(Dataset records Opens)

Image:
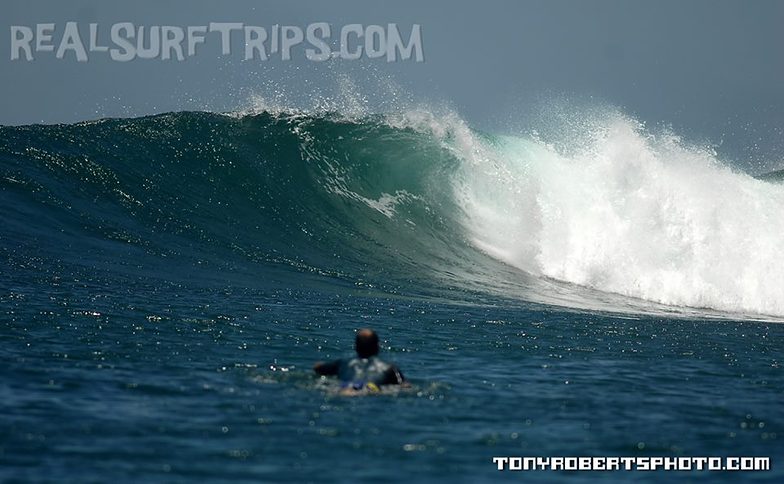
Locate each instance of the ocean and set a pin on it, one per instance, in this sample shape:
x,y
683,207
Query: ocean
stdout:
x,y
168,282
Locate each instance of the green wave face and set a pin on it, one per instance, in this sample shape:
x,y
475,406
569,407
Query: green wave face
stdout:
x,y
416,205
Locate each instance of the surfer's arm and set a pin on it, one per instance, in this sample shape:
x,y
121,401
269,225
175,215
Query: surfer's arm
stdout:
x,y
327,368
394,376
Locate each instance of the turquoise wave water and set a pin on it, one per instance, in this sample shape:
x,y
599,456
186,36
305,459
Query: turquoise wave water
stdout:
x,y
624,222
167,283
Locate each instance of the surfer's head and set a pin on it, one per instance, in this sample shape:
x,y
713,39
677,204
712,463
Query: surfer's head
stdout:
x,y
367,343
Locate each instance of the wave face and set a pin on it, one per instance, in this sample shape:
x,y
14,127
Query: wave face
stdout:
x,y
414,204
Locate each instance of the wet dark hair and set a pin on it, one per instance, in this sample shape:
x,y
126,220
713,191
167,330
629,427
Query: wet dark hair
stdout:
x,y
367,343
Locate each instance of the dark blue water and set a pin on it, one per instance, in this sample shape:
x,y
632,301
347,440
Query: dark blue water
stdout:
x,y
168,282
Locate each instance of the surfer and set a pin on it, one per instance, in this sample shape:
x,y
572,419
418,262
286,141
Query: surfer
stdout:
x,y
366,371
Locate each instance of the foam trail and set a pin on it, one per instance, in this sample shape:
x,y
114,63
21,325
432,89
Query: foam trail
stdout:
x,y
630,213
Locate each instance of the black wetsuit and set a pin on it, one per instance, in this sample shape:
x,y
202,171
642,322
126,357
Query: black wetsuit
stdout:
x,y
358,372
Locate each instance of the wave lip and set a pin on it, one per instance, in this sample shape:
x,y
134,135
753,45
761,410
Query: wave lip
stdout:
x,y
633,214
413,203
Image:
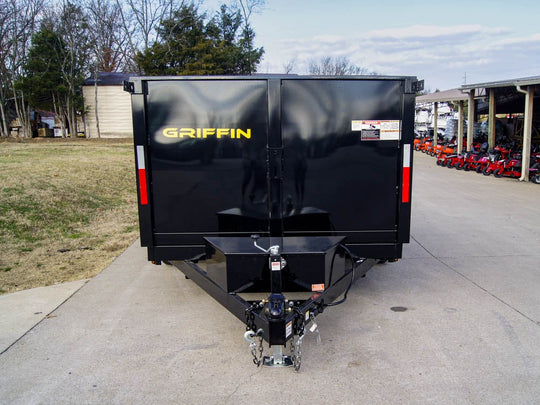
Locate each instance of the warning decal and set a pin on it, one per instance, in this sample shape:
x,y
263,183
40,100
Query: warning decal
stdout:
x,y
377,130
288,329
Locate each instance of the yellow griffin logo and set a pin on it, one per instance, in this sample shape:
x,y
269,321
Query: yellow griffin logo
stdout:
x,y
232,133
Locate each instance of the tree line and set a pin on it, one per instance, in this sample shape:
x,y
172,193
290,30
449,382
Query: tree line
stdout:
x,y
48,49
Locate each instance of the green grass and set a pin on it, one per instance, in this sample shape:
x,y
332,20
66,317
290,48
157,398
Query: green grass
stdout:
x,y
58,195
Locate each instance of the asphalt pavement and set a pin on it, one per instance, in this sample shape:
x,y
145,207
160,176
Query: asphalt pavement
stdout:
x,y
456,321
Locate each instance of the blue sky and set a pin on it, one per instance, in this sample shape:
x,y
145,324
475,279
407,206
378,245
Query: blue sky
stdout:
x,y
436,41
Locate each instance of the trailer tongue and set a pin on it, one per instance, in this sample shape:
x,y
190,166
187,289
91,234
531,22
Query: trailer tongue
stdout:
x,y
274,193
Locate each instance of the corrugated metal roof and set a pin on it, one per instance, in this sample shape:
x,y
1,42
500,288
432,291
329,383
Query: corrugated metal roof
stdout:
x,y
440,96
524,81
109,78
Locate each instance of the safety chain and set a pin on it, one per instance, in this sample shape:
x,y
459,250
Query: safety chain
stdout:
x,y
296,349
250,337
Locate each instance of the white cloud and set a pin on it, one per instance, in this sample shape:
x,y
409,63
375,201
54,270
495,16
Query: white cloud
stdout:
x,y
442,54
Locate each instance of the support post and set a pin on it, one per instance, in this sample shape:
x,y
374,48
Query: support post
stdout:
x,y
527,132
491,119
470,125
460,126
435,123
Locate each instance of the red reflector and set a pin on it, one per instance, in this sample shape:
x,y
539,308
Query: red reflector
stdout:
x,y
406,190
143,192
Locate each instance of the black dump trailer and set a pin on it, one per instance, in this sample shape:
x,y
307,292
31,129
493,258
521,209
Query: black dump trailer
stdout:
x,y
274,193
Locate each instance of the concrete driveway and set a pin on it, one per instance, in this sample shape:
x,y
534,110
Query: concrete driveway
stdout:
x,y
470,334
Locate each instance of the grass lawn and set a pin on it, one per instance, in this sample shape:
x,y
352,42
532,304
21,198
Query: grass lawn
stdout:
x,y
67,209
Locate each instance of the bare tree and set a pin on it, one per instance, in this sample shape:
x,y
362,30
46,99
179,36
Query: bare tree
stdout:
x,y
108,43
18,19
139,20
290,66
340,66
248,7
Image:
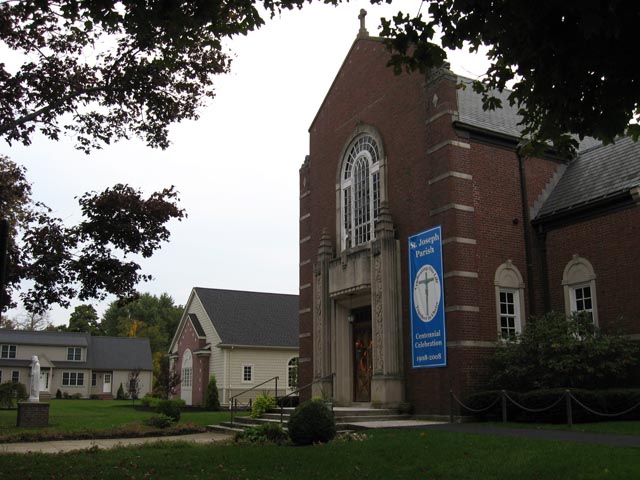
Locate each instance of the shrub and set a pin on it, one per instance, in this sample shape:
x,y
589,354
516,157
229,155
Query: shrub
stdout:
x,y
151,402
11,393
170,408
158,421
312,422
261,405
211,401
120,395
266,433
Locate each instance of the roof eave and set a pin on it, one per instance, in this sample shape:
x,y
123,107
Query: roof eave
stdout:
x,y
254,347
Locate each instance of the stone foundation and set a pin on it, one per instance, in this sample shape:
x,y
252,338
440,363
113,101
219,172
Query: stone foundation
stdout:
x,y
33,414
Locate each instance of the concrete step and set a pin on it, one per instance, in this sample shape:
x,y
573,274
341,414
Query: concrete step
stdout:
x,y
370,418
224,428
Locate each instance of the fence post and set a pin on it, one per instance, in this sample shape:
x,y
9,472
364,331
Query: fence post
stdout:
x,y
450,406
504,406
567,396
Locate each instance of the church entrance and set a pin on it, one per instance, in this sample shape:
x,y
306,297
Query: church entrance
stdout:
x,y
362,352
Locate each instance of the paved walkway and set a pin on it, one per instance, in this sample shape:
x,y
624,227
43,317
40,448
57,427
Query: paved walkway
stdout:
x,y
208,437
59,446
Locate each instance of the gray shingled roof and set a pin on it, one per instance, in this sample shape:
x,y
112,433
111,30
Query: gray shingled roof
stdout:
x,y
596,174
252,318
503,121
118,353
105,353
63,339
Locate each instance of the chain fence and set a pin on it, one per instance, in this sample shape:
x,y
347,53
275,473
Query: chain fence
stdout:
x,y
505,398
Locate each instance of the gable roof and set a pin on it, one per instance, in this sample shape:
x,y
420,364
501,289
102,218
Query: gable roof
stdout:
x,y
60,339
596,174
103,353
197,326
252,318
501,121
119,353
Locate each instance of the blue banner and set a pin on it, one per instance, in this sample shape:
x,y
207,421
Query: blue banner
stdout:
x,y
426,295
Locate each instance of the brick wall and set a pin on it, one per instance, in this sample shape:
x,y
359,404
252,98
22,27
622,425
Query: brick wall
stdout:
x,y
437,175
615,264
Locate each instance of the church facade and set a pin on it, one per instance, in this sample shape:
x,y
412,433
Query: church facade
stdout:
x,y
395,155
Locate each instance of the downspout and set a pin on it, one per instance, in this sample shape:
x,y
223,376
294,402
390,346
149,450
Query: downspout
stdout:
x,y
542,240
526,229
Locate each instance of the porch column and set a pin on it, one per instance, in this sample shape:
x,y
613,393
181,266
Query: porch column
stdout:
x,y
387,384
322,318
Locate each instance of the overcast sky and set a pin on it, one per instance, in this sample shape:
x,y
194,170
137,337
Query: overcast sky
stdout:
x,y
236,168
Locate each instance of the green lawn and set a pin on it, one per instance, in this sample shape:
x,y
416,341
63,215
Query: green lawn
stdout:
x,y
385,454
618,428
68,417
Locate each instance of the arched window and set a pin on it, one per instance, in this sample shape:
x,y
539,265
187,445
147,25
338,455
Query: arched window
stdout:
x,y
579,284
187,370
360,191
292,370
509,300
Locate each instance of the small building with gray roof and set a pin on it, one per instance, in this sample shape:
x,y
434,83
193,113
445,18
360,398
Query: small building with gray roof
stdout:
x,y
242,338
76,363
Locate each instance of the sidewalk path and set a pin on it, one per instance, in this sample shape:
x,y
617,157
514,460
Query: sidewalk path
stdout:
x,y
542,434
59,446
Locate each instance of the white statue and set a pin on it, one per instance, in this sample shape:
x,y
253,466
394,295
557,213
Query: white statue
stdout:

(Dataset records Closes)

__Exercise requirements__. In the records above, how many lines include "gray"? Reply only with the number.

__Expected answer__. 4